# Task instructions
Find each line in the listing below that contains the string "artificial", with case counting, and copy those lines.

Pointing records
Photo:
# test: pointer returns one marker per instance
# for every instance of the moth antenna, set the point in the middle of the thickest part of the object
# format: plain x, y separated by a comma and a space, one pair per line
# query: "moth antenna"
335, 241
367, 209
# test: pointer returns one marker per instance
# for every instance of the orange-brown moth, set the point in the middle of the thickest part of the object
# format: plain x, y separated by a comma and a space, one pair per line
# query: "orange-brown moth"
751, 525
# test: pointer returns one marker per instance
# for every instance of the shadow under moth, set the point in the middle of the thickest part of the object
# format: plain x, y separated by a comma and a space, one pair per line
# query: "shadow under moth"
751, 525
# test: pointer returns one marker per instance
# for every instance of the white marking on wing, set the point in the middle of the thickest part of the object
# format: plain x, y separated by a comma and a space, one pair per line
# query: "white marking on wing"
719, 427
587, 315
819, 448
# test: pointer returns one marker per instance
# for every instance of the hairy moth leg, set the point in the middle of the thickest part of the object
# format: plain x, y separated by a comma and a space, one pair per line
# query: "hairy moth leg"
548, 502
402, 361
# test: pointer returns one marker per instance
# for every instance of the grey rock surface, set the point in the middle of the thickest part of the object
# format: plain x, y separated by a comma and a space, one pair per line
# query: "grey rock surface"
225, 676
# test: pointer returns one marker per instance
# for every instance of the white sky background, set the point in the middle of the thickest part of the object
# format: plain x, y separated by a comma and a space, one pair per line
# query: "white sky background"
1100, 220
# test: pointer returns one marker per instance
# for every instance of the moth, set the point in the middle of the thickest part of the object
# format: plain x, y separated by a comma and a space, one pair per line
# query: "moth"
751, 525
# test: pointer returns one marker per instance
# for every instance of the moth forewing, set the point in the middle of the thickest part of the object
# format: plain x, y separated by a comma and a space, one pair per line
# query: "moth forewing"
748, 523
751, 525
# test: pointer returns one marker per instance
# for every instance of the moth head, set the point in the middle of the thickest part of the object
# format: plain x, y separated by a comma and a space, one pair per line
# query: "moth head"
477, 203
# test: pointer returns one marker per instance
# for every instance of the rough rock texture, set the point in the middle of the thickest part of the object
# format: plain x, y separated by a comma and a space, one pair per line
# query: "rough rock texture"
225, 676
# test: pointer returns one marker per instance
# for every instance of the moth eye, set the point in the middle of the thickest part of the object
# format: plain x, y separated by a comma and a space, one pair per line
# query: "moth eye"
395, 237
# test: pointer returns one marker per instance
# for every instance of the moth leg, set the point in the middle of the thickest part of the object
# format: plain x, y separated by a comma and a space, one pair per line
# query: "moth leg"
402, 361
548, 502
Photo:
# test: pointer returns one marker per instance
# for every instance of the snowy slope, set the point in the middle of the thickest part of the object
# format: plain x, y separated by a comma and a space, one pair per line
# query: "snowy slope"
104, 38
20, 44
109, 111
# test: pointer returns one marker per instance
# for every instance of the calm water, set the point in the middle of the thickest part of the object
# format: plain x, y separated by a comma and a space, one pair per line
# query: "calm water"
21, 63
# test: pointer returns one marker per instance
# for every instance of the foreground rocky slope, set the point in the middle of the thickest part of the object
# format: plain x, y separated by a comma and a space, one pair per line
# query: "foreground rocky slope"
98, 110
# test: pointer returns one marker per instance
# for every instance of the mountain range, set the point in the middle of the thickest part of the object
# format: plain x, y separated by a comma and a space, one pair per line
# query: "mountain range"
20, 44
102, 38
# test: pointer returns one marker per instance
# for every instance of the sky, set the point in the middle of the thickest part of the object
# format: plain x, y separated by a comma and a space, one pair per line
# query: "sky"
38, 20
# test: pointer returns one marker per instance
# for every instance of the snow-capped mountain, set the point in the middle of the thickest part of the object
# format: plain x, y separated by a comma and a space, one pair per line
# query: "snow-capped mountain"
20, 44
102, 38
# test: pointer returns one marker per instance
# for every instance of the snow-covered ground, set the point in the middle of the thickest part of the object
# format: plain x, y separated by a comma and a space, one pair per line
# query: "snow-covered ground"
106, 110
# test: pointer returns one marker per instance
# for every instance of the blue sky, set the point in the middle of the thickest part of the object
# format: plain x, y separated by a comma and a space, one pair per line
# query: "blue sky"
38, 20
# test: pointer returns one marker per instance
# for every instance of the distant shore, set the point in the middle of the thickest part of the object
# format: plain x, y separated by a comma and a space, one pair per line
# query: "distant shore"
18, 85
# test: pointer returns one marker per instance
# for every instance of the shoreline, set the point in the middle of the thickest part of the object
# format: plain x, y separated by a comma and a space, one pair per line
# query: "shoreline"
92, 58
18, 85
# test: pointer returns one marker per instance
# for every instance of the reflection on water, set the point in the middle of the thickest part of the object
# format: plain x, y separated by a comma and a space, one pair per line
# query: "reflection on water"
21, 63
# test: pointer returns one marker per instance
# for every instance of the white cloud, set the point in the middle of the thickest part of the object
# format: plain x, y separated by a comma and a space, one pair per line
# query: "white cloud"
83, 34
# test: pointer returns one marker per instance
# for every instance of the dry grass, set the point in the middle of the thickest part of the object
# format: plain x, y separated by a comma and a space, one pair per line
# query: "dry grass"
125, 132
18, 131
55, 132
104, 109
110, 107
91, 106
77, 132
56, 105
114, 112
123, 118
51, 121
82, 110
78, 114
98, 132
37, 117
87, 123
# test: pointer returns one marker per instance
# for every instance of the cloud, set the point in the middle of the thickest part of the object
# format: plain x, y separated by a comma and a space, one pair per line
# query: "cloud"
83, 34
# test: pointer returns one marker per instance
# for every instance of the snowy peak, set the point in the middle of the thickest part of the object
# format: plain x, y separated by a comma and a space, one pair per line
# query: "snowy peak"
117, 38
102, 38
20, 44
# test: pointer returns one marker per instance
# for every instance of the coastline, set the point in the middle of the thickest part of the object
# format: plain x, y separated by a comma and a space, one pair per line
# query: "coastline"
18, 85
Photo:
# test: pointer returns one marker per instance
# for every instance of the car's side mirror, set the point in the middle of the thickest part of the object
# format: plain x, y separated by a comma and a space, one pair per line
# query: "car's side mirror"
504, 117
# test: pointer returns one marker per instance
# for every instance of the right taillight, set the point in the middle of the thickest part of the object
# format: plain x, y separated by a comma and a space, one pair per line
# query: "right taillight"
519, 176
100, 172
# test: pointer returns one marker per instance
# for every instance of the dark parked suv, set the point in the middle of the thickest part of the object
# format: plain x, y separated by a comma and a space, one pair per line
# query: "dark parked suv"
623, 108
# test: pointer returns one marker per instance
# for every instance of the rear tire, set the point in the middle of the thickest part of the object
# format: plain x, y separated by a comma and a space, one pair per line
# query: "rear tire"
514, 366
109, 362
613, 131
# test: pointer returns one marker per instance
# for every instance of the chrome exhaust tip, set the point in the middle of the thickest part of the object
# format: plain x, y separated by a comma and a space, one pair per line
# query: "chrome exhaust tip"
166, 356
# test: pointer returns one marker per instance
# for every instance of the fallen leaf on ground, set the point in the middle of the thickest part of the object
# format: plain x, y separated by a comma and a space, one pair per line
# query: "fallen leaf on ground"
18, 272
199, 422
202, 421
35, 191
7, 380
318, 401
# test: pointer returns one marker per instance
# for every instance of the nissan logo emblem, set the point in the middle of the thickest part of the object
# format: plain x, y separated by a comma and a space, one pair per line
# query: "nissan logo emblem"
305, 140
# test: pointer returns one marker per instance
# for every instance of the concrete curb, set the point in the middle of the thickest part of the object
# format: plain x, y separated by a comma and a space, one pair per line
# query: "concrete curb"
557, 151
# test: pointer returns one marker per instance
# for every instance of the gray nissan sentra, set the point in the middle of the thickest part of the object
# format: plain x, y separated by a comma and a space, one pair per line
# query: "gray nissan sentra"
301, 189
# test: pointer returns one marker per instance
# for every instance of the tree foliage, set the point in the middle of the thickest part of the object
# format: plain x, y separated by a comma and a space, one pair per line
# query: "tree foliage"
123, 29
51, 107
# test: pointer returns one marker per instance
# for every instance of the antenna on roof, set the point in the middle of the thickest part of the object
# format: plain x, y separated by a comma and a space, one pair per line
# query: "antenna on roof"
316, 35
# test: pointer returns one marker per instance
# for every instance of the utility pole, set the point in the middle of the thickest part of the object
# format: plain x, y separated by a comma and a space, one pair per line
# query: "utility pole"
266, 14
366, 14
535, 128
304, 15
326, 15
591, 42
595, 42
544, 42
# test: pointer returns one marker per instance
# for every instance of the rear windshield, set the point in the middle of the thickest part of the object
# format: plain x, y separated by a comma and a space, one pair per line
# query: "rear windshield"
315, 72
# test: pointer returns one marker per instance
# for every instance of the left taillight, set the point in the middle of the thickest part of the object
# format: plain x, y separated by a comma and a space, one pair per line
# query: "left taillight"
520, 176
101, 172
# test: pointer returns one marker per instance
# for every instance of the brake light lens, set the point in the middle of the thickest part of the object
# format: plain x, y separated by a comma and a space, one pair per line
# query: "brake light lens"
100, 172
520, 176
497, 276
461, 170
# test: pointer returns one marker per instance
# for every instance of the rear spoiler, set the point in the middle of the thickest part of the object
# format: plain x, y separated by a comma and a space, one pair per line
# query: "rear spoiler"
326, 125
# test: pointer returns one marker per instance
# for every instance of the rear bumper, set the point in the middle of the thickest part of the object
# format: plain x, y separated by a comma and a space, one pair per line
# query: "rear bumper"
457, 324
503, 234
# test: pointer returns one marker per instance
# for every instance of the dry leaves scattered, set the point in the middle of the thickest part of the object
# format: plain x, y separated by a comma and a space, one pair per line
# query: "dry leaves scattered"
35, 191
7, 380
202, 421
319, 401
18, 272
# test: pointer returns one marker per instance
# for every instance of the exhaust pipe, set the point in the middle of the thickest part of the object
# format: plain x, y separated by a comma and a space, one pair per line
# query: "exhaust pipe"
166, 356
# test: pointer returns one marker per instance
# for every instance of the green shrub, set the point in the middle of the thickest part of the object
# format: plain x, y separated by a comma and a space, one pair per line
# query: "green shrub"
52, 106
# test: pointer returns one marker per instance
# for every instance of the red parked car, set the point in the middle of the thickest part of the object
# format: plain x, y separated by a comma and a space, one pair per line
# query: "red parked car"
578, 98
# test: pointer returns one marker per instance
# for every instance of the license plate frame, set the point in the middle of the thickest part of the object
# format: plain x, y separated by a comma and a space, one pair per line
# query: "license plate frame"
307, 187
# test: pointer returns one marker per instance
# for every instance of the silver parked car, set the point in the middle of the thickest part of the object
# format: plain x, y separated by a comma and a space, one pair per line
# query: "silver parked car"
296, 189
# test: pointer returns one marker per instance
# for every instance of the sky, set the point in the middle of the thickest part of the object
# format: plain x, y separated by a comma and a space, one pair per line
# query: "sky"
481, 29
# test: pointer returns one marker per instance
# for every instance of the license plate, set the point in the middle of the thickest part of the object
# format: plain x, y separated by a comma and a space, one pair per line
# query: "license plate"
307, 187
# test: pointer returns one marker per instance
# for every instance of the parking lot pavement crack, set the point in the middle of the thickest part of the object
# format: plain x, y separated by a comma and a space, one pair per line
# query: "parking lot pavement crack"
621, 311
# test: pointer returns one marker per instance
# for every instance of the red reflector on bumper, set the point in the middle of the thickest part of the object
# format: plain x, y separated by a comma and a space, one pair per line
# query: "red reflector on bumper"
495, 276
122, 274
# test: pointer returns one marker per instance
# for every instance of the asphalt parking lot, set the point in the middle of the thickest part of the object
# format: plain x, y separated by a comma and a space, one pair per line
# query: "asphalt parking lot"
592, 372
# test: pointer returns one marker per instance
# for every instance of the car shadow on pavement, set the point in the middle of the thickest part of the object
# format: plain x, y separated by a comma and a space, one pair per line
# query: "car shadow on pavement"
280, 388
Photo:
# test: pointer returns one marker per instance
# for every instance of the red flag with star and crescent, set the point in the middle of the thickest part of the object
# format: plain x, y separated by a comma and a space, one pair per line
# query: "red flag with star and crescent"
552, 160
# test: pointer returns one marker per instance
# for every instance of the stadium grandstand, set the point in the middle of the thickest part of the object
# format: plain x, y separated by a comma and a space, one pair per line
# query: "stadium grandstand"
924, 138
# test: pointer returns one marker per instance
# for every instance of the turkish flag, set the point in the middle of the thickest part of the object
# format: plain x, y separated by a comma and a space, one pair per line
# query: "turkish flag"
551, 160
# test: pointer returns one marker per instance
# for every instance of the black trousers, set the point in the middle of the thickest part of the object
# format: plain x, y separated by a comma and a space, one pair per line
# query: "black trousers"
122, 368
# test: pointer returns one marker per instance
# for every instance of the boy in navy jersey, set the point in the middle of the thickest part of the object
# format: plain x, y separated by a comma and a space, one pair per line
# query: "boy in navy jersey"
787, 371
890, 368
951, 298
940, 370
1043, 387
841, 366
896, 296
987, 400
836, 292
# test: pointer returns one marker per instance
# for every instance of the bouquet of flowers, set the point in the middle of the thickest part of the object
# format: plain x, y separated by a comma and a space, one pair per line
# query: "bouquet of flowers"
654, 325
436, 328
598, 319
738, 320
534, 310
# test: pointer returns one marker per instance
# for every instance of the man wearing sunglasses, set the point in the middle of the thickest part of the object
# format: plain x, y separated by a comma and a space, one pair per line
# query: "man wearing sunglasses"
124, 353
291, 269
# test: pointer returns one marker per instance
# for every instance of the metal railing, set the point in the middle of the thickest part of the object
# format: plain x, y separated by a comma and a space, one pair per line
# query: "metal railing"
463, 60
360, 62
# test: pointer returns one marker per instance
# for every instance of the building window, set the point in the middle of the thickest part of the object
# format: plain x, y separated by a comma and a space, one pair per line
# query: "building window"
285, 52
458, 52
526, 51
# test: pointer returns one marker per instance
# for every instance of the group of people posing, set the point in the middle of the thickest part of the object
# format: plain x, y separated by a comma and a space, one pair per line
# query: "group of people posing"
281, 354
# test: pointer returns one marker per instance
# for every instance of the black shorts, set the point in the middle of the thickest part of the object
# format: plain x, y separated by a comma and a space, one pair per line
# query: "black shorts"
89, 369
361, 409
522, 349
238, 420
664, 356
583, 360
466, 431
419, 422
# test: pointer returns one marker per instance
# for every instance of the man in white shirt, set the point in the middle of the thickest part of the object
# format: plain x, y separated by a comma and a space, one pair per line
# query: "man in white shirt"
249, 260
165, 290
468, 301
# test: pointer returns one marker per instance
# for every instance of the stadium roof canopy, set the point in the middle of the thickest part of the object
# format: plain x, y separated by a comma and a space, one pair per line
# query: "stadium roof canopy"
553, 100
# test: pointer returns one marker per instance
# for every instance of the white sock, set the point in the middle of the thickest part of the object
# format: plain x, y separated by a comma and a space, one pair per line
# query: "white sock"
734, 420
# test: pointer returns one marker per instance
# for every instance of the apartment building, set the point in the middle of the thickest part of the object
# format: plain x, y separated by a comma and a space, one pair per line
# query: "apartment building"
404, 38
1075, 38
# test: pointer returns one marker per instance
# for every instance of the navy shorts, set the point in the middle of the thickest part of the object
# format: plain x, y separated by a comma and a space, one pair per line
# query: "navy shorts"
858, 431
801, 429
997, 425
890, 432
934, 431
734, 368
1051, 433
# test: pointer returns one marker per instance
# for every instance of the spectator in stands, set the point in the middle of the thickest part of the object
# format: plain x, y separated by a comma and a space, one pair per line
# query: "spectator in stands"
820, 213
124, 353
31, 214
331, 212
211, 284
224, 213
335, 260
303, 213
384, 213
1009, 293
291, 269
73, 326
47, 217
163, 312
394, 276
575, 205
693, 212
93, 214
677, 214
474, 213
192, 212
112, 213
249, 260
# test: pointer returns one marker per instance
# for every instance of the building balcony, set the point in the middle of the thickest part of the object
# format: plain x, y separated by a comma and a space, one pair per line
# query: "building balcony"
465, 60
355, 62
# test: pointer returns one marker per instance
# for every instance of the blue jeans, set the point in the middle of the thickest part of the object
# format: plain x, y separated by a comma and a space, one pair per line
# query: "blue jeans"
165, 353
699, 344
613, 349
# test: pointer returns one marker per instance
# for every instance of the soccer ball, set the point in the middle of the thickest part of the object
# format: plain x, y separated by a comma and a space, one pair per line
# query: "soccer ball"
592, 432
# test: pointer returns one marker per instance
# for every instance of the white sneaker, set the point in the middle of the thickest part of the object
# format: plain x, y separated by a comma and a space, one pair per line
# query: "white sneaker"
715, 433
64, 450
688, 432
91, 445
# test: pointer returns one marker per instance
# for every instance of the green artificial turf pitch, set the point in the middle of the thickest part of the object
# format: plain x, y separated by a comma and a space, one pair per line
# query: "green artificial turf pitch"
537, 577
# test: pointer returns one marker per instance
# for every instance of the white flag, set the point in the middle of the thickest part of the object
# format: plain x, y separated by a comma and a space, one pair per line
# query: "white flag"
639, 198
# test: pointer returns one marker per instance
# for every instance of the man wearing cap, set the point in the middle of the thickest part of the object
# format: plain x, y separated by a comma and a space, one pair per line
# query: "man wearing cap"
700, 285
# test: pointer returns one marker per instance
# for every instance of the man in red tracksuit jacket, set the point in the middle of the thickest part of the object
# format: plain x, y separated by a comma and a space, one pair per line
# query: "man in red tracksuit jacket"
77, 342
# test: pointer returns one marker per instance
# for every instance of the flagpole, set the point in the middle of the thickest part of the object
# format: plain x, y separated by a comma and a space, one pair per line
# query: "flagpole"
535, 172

# Answer for the task
# for every instance of the green artificial turf pitch, set the point in the middle of the thickest part of the object
# query: "green artificial turf pitch"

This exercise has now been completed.